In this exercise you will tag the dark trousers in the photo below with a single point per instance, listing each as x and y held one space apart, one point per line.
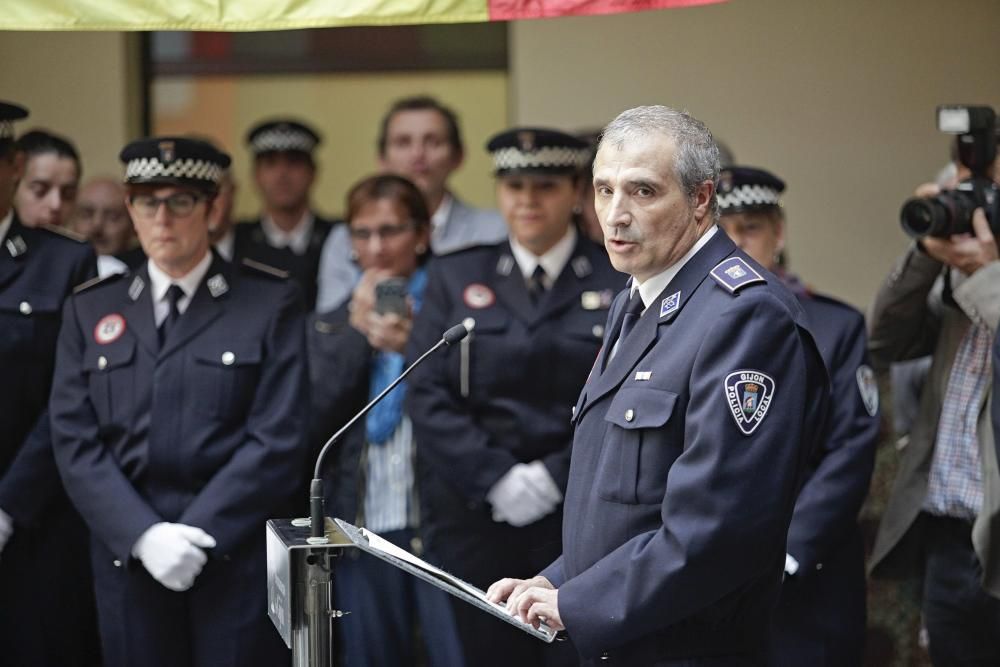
386 605
479 550
219 622
47 614
963 621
------------------------------------------------------------------------
Task goal: Pull out each line of the records above that contains the word "below".

The reply:
In this exercise you will tag the dark trousers in the photo below with a single point per instance, listing each as x and y held one space apart, one point per line.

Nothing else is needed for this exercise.